What this task involves. Write out the stretch of lines below that begins at the line with "Where can the arm be found here?" and ends at the line with "Target: knit fabric texture", including both, exactly as given and nothing more.

Stored items:
= = =

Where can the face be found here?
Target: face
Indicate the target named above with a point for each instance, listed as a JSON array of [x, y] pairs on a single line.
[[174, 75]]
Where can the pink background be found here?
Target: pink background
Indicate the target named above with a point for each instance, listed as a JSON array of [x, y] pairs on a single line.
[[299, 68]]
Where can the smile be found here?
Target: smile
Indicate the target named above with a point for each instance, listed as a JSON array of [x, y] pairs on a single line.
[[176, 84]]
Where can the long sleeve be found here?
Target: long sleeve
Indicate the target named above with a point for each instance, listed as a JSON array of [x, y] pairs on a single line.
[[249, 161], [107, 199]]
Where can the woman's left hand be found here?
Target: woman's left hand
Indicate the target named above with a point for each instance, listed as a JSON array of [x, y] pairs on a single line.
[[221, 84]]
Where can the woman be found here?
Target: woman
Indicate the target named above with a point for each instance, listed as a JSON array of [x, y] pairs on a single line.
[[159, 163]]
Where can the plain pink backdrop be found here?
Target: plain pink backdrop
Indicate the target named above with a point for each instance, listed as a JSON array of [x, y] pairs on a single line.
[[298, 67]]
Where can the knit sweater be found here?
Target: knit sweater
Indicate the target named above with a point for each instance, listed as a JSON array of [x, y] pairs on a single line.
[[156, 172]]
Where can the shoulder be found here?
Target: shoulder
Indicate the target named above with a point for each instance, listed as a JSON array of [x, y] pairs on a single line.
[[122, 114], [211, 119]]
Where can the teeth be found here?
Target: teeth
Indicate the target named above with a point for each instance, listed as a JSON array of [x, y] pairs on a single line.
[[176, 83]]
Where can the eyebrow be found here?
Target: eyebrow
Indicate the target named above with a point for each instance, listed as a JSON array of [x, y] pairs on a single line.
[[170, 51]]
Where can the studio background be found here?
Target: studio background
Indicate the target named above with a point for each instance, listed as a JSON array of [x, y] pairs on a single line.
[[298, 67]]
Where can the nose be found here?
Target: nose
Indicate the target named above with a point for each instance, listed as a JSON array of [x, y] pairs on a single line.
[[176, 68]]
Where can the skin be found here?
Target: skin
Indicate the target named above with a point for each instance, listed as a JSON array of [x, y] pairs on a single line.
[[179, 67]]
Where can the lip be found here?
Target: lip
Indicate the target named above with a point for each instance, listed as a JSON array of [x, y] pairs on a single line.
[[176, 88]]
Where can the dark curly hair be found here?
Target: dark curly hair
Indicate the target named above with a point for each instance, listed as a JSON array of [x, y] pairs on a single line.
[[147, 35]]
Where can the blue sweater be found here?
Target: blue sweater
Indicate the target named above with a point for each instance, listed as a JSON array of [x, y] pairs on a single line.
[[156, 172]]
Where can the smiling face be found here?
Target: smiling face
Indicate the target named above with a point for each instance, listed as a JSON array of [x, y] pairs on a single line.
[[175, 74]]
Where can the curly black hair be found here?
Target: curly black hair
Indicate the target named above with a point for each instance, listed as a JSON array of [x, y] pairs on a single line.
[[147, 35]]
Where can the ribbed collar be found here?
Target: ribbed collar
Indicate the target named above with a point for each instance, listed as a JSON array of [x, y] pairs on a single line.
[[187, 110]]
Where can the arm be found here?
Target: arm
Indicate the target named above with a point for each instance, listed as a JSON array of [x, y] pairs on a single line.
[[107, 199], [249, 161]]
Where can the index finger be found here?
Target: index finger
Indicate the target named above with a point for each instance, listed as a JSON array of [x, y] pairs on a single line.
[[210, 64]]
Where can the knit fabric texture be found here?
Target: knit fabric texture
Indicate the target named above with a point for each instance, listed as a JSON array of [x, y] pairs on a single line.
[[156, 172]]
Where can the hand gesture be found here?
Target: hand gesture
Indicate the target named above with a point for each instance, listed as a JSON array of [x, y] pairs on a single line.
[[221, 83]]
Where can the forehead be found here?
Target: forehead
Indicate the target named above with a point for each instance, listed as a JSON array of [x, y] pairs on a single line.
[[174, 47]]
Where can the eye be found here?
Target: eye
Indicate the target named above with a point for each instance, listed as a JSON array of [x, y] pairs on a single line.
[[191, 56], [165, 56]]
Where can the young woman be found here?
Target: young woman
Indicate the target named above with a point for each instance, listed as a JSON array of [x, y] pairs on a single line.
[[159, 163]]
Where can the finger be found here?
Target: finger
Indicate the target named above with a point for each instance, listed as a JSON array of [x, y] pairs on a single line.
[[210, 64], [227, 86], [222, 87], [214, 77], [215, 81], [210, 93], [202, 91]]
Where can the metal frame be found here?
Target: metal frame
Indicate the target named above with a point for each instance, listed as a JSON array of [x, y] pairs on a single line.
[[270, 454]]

= = =

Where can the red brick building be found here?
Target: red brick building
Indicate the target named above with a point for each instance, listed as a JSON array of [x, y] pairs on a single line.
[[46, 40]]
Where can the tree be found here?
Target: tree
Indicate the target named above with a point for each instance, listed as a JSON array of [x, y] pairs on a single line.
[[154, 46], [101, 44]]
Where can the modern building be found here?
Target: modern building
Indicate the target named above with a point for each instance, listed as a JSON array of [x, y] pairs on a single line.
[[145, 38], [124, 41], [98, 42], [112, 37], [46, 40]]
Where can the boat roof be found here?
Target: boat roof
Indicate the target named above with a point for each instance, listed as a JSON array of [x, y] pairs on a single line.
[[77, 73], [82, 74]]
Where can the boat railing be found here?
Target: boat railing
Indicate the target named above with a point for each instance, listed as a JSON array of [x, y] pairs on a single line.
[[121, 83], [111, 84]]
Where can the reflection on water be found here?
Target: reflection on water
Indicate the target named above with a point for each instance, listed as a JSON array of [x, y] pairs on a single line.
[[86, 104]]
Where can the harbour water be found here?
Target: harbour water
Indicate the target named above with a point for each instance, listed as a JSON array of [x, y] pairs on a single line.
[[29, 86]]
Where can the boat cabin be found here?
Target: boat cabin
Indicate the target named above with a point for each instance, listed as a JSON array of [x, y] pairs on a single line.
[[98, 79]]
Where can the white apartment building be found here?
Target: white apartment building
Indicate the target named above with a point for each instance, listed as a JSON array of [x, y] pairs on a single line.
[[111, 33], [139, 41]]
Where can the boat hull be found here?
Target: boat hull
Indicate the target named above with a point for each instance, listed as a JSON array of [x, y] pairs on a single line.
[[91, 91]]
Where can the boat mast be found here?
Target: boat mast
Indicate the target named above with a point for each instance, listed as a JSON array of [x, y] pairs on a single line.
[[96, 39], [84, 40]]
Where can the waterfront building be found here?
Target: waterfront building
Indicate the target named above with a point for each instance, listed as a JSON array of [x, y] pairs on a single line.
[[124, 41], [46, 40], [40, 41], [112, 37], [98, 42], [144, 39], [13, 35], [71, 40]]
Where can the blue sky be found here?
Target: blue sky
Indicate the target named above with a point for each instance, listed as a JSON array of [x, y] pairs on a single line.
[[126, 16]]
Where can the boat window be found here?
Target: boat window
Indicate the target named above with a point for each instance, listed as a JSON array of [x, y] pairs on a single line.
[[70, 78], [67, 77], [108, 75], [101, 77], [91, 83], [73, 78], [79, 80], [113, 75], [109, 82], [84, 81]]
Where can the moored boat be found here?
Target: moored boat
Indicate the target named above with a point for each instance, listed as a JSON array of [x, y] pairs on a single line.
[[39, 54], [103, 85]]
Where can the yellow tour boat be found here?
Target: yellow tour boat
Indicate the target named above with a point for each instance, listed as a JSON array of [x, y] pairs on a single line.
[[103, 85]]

= = =

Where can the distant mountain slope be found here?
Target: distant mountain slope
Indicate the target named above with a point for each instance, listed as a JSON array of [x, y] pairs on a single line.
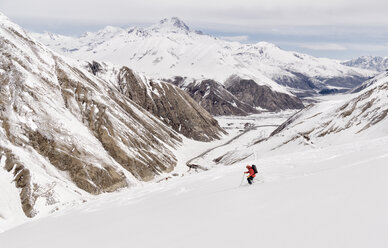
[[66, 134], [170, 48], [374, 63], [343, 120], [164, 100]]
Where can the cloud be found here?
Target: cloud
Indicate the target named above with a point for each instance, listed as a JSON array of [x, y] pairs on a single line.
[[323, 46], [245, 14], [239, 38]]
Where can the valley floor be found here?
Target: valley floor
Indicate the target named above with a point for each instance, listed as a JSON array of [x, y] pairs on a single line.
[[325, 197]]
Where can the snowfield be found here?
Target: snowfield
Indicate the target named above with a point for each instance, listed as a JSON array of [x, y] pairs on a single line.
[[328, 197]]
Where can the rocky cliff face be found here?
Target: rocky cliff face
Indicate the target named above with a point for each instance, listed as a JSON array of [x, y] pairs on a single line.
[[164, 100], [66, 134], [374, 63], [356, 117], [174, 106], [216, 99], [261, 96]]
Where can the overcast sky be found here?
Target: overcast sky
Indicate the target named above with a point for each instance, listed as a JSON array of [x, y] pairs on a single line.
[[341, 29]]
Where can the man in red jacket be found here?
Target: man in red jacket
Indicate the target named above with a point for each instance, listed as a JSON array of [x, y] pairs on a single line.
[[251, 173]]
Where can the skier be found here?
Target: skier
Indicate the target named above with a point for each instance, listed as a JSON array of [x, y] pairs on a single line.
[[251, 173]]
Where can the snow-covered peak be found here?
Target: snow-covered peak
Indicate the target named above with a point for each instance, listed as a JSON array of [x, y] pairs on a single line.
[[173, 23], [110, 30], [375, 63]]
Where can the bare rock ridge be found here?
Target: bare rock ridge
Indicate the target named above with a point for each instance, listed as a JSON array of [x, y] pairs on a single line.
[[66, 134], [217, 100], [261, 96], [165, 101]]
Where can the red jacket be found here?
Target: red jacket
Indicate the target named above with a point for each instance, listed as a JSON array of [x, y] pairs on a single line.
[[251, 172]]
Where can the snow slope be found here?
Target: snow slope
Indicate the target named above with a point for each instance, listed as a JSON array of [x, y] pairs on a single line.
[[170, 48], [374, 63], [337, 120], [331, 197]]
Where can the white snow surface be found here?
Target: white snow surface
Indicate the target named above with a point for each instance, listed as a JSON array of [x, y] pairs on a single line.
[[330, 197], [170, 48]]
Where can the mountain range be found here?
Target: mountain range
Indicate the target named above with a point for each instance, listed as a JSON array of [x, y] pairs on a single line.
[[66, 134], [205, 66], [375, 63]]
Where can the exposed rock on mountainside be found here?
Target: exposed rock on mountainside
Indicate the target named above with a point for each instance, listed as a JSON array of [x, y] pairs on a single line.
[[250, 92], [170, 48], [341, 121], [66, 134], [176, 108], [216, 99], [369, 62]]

= = =

Response to the task.
Where can the arm be found here?
Target: arm
Indicate the target named above with a point for each instance, listed as a JSON array of [x, y] pairs on a single line.
[[107, 199], [249, 161]]
Where can the index finger be found here?
Target: index finger
Indicate the target named above with a point for each instance, listed as a JSON array of [x, y] pairs on a single line.
[[210, 64]]
Where can the knit fabric texture be found here?
Target: knit fabric texture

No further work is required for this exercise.